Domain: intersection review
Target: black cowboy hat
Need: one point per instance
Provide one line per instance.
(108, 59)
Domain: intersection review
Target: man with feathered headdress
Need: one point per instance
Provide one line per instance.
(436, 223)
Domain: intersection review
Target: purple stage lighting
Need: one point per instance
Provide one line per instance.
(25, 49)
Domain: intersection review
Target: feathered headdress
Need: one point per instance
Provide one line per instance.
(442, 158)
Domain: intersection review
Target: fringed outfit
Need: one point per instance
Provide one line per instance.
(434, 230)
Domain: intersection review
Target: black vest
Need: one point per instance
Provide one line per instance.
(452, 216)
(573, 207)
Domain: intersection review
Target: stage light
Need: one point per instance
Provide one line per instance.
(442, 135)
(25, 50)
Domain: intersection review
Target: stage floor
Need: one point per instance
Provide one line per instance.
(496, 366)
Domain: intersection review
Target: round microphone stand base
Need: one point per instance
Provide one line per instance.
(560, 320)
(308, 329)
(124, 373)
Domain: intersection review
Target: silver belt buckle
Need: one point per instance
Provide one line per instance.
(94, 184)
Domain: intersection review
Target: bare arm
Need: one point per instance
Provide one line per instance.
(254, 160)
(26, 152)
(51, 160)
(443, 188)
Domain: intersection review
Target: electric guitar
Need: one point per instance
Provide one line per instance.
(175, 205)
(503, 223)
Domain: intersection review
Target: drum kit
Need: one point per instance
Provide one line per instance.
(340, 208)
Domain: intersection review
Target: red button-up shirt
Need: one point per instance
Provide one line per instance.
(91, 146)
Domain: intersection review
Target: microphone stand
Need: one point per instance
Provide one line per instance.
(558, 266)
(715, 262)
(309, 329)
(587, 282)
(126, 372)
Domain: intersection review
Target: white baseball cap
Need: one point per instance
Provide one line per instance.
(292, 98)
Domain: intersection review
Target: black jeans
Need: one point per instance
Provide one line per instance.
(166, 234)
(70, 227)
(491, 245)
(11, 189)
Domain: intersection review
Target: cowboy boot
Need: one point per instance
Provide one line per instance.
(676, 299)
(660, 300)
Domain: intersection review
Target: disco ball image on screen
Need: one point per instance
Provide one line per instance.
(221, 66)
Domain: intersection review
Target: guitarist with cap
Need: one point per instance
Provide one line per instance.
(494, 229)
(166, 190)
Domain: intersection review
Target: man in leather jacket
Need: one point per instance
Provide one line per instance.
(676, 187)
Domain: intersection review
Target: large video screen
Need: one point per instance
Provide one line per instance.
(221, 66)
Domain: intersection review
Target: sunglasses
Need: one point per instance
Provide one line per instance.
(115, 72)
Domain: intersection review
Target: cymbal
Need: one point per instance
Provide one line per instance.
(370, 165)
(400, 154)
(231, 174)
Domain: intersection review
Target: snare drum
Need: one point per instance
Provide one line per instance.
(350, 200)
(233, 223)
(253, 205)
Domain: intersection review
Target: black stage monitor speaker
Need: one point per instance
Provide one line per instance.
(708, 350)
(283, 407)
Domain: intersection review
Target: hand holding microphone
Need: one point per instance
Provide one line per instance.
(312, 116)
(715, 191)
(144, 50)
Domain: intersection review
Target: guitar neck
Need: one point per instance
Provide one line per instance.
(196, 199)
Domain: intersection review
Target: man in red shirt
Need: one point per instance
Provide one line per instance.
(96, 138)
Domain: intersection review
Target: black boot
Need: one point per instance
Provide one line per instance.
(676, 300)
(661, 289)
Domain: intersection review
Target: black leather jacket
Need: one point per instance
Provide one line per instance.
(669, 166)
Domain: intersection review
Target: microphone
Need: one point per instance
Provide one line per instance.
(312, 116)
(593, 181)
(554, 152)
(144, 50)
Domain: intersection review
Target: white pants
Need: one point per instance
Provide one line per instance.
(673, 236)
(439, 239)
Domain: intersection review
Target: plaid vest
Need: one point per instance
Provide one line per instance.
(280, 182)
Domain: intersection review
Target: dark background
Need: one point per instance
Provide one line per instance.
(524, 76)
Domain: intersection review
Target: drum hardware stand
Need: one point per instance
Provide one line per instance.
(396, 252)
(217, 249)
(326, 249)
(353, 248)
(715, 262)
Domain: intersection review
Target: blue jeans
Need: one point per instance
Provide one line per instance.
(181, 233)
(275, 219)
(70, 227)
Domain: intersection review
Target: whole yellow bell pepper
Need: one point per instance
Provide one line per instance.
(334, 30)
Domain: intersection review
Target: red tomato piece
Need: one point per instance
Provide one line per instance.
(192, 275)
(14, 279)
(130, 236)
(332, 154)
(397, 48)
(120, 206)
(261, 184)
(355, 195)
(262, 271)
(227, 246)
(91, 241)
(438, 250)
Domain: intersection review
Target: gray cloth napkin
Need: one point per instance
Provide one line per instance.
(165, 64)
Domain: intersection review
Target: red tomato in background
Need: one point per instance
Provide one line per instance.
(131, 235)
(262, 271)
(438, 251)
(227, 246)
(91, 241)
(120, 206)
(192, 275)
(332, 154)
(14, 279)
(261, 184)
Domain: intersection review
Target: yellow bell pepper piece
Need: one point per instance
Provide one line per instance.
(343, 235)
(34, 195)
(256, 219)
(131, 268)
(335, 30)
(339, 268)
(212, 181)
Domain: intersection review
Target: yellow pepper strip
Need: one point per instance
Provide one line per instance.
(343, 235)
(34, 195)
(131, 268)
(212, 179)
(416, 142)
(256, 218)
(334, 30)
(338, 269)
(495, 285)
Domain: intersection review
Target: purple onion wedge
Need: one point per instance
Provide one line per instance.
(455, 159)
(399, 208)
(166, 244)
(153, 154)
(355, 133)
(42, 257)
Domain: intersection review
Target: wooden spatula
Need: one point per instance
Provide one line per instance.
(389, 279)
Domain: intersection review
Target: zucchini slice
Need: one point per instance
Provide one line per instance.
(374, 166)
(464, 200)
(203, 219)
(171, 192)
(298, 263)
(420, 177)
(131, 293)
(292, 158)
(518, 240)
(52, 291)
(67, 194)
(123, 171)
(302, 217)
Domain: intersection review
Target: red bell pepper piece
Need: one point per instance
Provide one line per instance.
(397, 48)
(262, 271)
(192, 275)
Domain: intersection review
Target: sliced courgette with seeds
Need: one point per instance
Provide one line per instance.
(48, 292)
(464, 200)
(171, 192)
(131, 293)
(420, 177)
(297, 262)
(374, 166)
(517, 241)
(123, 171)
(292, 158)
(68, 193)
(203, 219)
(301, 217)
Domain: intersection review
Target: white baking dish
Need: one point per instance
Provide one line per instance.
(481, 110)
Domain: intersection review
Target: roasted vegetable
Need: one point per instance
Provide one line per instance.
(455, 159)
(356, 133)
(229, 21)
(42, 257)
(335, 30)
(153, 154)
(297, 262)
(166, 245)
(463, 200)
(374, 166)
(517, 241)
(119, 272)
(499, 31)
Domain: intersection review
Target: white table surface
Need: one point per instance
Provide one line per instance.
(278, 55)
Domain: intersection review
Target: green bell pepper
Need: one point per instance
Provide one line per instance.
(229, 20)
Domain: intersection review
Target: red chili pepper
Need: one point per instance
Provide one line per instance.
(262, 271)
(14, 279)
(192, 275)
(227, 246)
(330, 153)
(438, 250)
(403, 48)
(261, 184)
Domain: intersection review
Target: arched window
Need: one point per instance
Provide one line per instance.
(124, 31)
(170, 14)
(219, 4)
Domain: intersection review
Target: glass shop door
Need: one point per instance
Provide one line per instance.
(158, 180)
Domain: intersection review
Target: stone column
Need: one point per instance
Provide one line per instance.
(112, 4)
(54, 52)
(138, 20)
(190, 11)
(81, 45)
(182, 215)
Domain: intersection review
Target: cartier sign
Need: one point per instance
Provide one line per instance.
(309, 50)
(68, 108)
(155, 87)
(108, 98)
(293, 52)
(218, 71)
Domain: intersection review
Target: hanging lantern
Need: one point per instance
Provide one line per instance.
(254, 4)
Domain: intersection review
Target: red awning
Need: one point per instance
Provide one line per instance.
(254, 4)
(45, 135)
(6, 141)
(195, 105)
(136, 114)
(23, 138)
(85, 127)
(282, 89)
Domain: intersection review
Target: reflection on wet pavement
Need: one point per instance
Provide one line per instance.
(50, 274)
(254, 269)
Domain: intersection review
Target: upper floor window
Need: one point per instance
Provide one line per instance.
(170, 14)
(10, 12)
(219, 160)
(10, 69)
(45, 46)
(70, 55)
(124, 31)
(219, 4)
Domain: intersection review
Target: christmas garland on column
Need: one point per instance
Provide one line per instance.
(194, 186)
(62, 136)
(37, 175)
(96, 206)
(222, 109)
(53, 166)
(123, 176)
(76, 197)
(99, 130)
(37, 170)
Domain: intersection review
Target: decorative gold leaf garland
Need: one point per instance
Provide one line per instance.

* [SCOPO DELL'ESERCIZIO] Indica quante righe dei dati qui sopra contengono la stringa "jacket". Scrivi soltanto il numero.

* [RISPOSTA QUI SOTTO] 2